- _What you should do_: Omitting all pictures, copy word for word the lines from the line containing "Target: green blurred object" through the final line of the entries.

- _Dataset content_:
===============

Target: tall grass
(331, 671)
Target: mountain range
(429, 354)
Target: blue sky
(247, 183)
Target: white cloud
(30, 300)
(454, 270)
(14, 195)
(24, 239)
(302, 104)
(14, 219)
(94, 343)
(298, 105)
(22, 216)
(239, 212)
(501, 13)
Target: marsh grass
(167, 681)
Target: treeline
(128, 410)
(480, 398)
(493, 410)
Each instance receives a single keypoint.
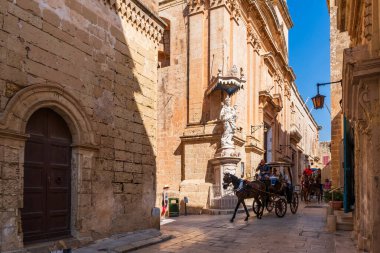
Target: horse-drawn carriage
(274, 192)
(279, 192)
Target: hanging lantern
(318, 101)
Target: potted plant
(335, 199)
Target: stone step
(345, 226)
(345, 222)
(225, 211)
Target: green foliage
(338, 196)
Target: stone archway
(47, 177)
(13, 136)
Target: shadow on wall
(102, 59)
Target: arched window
(164, 49)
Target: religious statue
(228, 116)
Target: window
(326, 159)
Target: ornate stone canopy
(230, 83)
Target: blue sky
(309, 54)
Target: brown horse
(311, 186)
(255, 189)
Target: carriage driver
(264, 170)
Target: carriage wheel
(270, 203)
(294, 203)
(281, 207)
(256, 207)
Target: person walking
(263, 170)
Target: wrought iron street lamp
(319, 100)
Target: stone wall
(338, 42)
(172, 102)
(95, 65)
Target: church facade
(78, 136)
(209, 48)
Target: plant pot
(336, 205)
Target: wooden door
(47, 178)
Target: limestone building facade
(78, 118)
(207, 41)
(325, 159)
(361, 115)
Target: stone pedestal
(225, 161)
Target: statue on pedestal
(228, 116)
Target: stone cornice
(283, 7)
(140, 17)
(233, 6)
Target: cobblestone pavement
(302, 232)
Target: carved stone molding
(139, 18)
(253, 39)
(233, 7)
(287, 91)
(368, 19)
(196, 6)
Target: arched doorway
(47, 177)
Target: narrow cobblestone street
(302, 232)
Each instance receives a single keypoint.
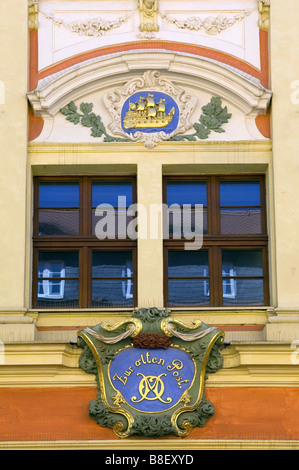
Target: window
(72, 266)
(231, 268)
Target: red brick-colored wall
(47, 414)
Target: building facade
(149, 160)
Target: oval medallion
(150, 111)
(152, 380)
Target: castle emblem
(146, 113)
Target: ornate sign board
(150, 109)
(151, 371)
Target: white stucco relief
(69, 28)
(102, 80)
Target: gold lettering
(129, 372)
(176, 364)
(122, 379)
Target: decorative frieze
(212, 25)
(148, 15)
(92, 27)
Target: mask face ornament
(151, 371)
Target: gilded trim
(118, 427)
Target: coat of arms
(150, 109)
(151, 371)
(148, 113)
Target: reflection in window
(58, 208)
(240, 207)
(58, 279)
(112, 278)
(188, 277)
(243, 277)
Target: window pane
(62, 264)
(188, 264)
(63, 293)
(58, 222)
(114, 223)
(239, 193)
(246, 263)
(190, 222)
(112, 293)
(186, 192)
(58, 194)
(245, 292)
(112, 264)
(240, 221)
(108, 193)
(188, 292)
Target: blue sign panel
(150, 111)
(152, 380)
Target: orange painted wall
(62, 414)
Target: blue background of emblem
(169, 103)
(128, 357)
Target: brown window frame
(84, 243)
(215, 242)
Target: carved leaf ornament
(150, 109)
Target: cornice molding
(154, 444)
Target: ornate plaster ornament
(212, 25)
(264, 14)
(92, 27)
(149, 109)
(151, 371)
(148, 16)
(33, 15)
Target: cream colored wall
(13, 150)
(284, 48)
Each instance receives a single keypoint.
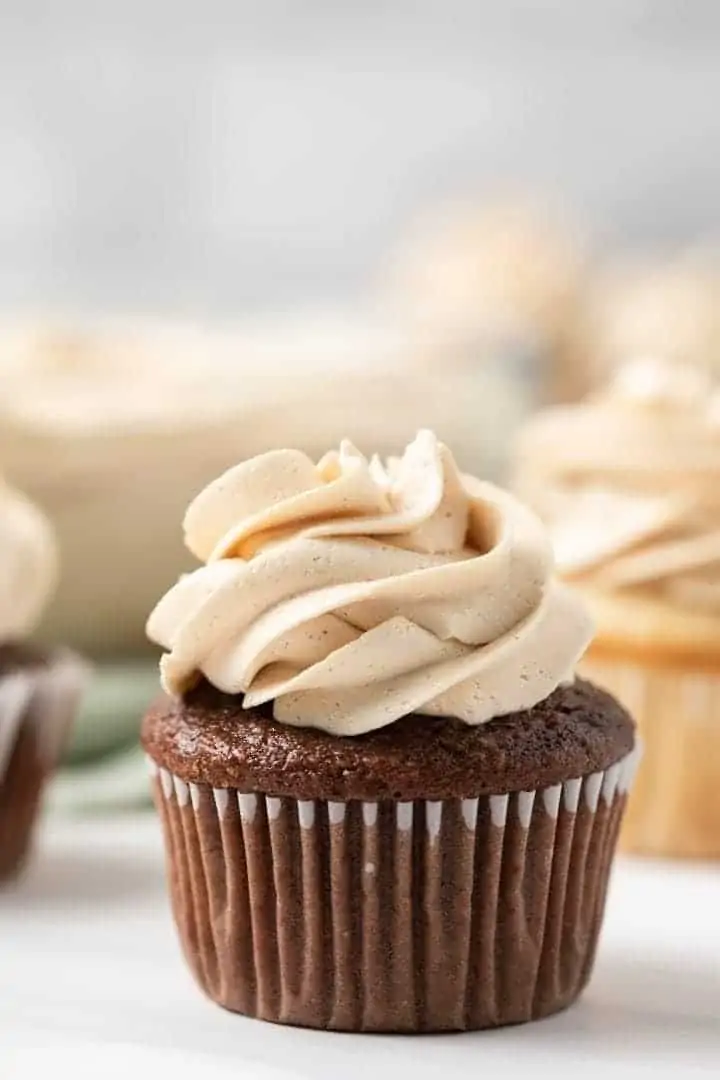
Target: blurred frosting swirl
(628, 483)
(28, 564)
(350, 593)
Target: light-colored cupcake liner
(37, 707)
(392, 916)
(675, 809)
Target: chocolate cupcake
(39, 688)
(388, 804)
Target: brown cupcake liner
(675, 808)
(37, 709)
(421, 916)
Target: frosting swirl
(628, 484)
(28, 564)
(351, 593)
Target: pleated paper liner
(675, 808)
(37, 709)
(423, 916)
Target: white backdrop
(216, 153)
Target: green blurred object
(109, 720)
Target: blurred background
(228, 225)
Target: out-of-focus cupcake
(629, 485)
(113, 424)
(388, 804)
(39, 688)
(497, 284)
(653, 307)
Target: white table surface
(91, 972)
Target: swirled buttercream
(628, 484)
(350, 593)
(28, 564)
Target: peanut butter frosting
(28, 564)
(628, 485)
(350, 593)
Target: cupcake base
(392, 916)
(39, 694)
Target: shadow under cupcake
(388, 805)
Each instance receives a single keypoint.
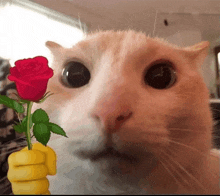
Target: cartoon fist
(28, 169)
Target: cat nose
(111, 119)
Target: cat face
(130, 100)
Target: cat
(137, 116)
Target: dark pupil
(160, 76)
(76, 75)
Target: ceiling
(143, 15)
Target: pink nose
(112, 118)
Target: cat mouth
(107, 153)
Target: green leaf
(19, 128)
(24, 122)
(11, 104)
(40, 116)
(56, 129)
(41, 133)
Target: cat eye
(160, 76)
(75, 75)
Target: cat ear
(53, 46)
(197, 53)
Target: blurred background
(25, 25)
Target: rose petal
(14, 71)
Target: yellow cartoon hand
(28, 169)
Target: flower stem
(28, 134)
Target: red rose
(31, 77)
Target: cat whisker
(189, 147)
(175, 170)
(185, 171)
(168, 170)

===============

- _Final answer_:
Target: green blurred object
(109, 720)
Target: blurred background
(228, 225)
Target: out-of-focus cupcake
(629, 485)
(113, 424)
(388, 804)
(39, 688)
(497, 284)
(653, 307)
Target: white table surface
(91, 972)
Target: swirled buttercream
(628, 484)
(350, 593)
(28, 564)
Target: peanut butter frosting
(28, 564)
(628, 485)
(350, 593)
Target: cupcake base
(392, 916)
(39, 694)
Target: shadow under cupcake
(388, 805)
Each instance receives a single keypoint.
Target: cartoon fist
(28, 169)
Target: cat nose
(111, 119)
Target: cat face
(130, 100)
Target: cat
(137, 116)
Target: dark pupil
(160, 76)
(76, 75)
Target: ceiling
(143, 15)
Target: pink nose
(112, 118)
Target: cat mouth
(107, 153)
Target: green leaf
(19, 128)
(24, 122)
(11, 104)
(40, 116)
(56, 129)
(41, 133)
Target: cat eye
(160, 76)
(75, 75)
Target: cat ear
(53, 46)
(197, 53)
Target: blurred background
(25, 25)
Target: rose petal
(14, 71)
Target: yellow cartoon hand
(28, 169)
Target: flower stem
(28, 134)
Target: red rose
(31, 77)
Target: cat whisker
(189, 147)
(175, 170)
(185, 171)
(168, 170)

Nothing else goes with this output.